Your objective: Restate word for word the lines of the records below, starting at the line that contains "TASK = point to the girl's face, one" and ending at the line that contains "TARGET = boy's black sneaker", with both of those lines included and nothing else.

*** Block opens ***

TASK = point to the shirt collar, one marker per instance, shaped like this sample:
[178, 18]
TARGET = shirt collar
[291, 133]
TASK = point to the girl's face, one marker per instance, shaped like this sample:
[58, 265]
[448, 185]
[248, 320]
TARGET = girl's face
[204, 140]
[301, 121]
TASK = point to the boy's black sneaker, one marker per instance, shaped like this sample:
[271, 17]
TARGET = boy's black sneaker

*** Block closes ***
*** Block opens ***

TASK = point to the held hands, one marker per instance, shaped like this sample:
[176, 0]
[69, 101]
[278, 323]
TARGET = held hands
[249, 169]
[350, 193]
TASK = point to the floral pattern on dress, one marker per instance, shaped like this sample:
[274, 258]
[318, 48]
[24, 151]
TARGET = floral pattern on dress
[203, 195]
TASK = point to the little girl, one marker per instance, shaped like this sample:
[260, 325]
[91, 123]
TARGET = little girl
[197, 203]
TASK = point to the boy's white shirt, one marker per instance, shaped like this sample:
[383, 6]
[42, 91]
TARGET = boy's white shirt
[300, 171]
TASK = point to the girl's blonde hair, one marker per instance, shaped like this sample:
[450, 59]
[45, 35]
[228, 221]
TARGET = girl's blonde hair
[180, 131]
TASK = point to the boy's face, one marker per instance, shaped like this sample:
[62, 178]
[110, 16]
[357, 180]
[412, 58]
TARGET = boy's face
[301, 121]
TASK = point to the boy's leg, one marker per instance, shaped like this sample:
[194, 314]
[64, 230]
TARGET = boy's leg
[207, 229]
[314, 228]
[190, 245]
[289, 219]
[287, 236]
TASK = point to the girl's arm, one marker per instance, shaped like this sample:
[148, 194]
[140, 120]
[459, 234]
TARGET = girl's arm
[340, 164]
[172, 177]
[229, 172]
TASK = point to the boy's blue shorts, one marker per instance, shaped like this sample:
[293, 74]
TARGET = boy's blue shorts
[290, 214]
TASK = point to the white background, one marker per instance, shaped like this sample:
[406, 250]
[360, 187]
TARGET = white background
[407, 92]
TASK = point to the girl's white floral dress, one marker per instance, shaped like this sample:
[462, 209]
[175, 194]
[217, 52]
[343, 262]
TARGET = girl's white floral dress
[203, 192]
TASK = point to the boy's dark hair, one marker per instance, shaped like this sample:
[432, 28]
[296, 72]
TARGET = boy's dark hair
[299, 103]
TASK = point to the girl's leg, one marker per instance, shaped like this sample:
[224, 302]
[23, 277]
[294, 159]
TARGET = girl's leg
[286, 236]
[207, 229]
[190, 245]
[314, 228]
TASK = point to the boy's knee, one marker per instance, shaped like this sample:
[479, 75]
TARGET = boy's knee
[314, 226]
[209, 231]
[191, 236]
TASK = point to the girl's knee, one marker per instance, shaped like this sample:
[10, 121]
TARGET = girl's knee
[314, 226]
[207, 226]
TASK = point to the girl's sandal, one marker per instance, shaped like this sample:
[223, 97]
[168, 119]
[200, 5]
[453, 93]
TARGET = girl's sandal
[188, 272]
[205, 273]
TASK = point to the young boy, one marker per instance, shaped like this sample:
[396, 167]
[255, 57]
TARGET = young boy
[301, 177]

*** Block closes ***
*** Block opens ***

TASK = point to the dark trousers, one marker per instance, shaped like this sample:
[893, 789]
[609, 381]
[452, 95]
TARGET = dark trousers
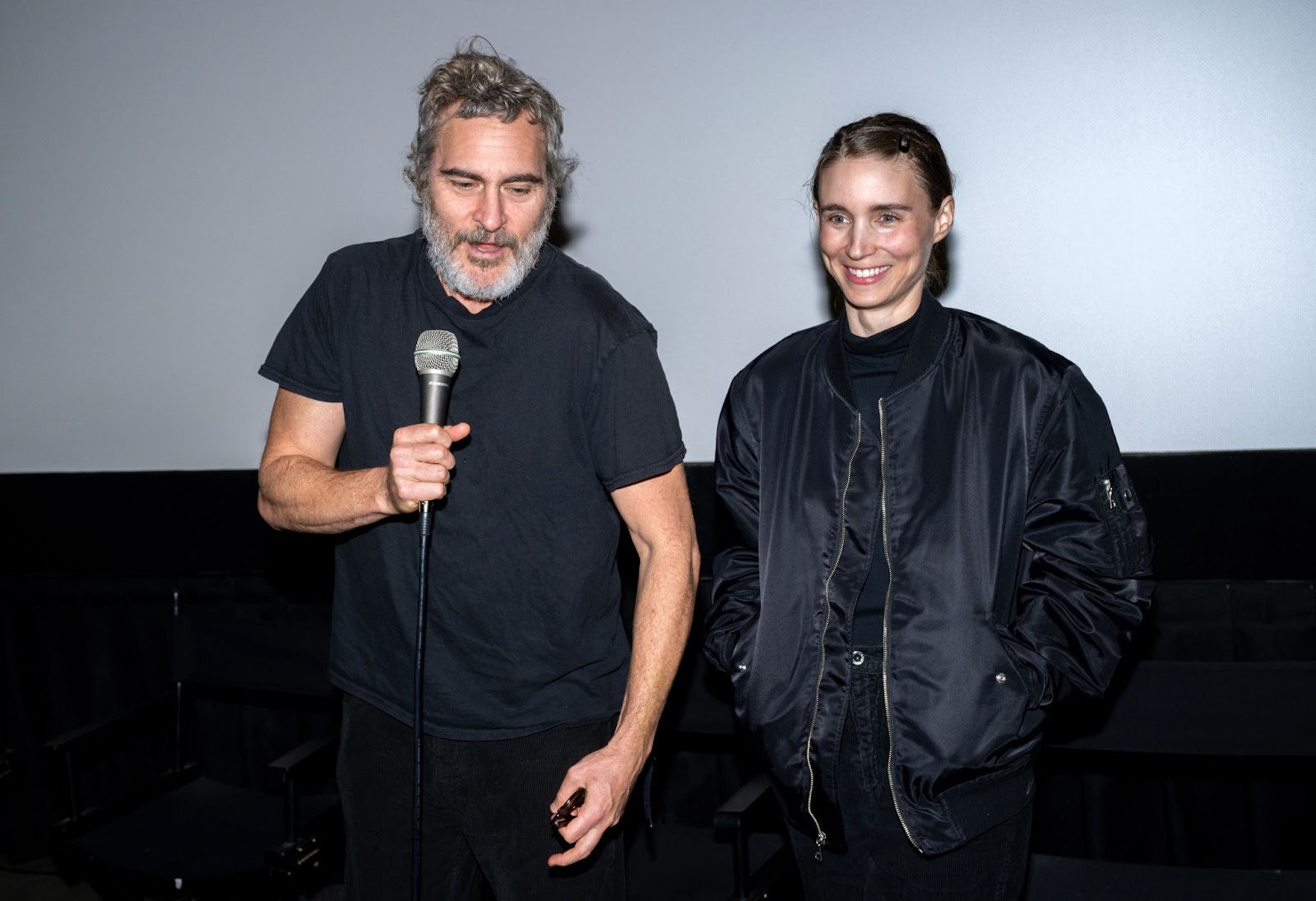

*** Block closes ***

Result of the task:
TASK = point to the girl's face, one marker per instance, shaped like this sample:
[58, 265]
[448, 185]
[248, 320]
TARGET = girl's face
[204, 140]
[301, 121]
TASK = point to the boy's black sneaker, one marker per instance, shaped like this sample:
[271, 17]
TARGET = boy's black sneaker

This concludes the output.